* _SELECTED EXTRACT_:
======
A series of "cru" courses came next, paired with a Kunstler Riesling Trocken 'Kirchenstuck' 2007.  Some sort of pickled vegetable under the fish gave the jack a bright acidity that elevated it from normal (however high quality) sashimi.
(cru) striped jack, cherry blossom

A cube of seasoned avocado buried in the raw scallop half was simple but very nice.  (I managed to squeeze mine out of the scallop when I picked it up, so I don't think I got the full effect of the combination.)
scallop, avocado, lily

The little roe-laden crisp tasted like a very salty potato chip; nothing too memorable.  The smoked salmon with a bit of (I think?) creme fraiche tasted like a bite of excellent brunch.  (It recalled -- and probably would have impressed us more but for -- the awesome smoked salmon at Willows Inn.)
king salmon, its roe, anise hyssop

The abalone was the second most disappointing dish of the meal.  I've never previously loved abalone; a creamy Indian curried version at Daniel on my 28th birthday stands out as one of the worst dishes I've ever had at a well-regarded restaurant.  Here little cubes of it provided a nice textural element, basically in lieu of tofu cubes in what was otherwise an haute miso soup.  Nothing particularly wrong with it, but not particularly interesting.  However, the sort of sea bean-ish green (bottom half of the photo) was surprisingly bright and tasty.
abalone, roasted over the embers

Another brilliant tomato dish.  As much as I love sweet sungolds, the star was the tomatillo consomme.  Simple and gorgeous, great balance of sweetness and acidity.  While I like a pairing that goes beyond wine, the Shindo Brewery Daiginjo Sake picked up on the sweetness of the tomatoes, overwhelming the tomatillo.
tomato, sungold tomato, safflower oil, grilled tomatillo consomme

(According to the printed menu that we received after the meal, we didn't get a "king crab, pine mushroom, eucalyptus, pine nut" dish that would have come here.  No idea why; sounds pescatarian, and if it wasn't, disappointing that we didn't get a substitution.)

The melon soup was velvety sweet, pretty good but not amazing.  The printed menu listed ham, and I think some fatty saltiness would have been great.  Paired with Jorge Ordonez 'Botani' Moscatel Seco 2011, which I vaguely recall being a very cool wine -- surprising dryness given the nose -- and a well done pairing.
melon, melon soup, fermented melon skin, coconut (sans ham)
======
* _SUPPLIED MATERIAL_:
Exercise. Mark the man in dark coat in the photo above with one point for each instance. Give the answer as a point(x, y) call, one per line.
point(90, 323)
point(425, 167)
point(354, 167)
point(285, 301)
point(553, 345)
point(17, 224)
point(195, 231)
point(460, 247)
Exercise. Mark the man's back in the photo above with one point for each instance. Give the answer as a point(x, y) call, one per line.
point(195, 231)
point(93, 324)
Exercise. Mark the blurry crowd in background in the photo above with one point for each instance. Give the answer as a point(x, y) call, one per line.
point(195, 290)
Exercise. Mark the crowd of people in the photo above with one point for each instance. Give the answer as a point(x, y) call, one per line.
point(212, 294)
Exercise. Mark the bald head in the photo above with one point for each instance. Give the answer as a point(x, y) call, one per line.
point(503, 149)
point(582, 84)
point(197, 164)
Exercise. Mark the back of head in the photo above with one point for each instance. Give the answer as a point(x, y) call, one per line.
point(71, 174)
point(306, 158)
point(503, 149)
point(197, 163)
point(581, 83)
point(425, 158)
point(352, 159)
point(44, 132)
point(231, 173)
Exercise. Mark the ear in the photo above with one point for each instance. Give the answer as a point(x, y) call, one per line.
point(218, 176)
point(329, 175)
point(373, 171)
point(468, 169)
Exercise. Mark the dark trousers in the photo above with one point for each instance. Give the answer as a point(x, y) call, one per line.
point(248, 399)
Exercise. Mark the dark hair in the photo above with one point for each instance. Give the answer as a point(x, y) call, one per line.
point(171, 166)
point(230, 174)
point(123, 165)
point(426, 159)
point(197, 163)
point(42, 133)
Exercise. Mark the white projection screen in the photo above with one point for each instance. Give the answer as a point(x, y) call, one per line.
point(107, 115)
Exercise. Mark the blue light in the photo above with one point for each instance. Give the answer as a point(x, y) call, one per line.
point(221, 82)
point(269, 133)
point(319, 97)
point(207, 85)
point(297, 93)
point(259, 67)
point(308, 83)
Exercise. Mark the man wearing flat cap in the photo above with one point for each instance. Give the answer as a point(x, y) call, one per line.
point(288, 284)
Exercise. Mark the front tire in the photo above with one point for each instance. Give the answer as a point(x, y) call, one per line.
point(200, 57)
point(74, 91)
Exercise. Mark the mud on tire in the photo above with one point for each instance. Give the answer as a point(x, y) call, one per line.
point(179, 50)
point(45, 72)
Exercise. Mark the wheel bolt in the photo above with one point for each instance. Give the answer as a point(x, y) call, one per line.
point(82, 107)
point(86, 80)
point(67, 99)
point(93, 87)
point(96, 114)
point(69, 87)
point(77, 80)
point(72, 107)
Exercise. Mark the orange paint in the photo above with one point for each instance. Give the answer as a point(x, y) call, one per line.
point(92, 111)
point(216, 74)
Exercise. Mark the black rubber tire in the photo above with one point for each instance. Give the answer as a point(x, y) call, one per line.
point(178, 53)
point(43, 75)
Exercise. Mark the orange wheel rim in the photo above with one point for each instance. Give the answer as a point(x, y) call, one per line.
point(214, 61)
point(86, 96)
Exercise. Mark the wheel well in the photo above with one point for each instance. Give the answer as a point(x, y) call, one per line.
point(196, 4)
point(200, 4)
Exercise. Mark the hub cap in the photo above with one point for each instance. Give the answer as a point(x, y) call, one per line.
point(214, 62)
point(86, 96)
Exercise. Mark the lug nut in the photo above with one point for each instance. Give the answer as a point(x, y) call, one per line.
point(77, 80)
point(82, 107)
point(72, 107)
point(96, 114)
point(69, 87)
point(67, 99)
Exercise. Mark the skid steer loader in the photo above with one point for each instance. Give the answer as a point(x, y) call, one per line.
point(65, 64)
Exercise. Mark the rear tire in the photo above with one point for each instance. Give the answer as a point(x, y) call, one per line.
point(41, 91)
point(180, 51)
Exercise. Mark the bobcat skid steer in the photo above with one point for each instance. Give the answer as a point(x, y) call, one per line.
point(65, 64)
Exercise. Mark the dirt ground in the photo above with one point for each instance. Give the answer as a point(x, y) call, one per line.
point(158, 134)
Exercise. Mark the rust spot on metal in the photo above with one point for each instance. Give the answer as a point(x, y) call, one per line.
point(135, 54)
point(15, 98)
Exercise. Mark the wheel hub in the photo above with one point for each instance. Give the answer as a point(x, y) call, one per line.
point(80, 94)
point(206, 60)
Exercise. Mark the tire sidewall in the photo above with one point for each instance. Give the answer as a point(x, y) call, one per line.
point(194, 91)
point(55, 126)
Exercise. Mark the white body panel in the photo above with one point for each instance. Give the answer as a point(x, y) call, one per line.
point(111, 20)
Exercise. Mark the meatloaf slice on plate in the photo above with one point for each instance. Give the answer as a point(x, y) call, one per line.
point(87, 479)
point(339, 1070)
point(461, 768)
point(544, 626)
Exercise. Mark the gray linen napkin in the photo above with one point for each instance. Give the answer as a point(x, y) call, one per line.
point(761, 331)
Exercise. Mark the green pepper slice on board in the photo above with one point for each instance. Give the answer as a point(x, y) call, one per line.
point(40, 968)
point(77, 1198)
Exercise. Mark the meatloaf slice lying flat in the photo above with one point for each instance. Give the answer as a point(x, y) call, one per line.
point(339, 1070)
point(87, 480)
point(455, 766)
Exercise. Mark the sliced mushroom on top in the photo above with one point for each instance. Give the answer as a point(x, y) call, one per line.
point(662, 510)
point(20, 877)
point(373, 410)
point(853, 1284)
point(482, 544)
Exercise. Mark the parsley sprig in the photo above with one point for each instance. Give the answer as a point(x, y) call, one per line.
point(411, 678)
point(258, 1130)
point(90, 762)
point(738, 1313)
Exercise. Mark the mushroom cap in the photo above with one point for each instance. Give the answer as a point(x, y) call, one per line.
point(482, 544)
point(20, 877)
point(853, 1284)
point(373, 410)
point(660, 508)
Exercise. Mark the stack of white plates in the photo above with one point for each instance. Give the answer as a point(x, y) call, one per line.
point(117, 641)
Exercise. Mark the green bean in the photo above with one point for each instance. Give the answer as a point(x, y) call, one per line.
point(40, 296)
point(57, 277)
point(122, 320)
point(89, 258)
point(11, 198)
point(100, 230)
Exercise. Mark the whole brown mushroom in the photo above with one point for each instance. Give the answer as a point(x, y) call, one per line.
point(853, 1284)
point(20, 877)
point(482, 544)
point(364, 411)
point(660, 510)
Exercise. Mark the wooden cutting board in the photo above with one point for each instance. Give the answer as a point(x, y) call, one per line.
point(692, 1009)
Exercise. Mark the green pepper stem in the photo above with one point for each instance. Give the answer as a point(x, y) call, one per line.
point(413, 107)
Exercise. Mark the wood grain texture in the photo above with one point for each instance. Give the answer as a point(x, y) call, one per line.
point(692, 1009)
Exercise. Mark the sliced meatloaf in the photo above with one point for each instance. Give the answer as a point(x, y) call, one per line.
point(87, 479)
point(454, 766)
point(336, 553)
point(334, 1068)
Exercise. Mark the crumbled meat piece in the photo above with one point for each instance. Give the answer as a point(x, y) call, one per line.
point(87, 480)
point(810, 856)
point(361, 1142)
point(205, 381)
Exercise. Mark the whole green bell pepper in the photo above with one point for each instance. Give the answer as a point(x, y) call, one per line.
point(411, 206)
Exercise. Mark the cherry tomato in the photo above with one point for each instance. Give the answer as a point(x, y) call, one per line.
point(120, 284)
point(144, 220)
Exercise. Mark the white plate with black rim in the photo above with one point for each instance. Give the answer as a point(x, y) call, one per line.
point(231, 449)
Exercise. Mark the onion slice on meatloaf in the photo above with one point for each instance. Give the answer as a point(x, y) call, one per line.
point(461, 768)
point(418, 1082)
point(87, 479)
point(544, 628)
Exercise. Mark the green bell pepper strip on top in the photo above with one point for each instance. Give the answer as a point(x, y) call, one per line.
======
* _AIM OF THE EXERCISE_:
List every drink that the restaurant write-up names as a pairing for a dish. The records come from a different source than the restaurant write-up.

* _TASK RESULT_:
- Kunstler Riesling Trocken 'Kirchenstuck' 2007
- Shindo Brewery Daiginjo Sake
- Jorge Ordonez 'Botani' Moscatel Seco 2011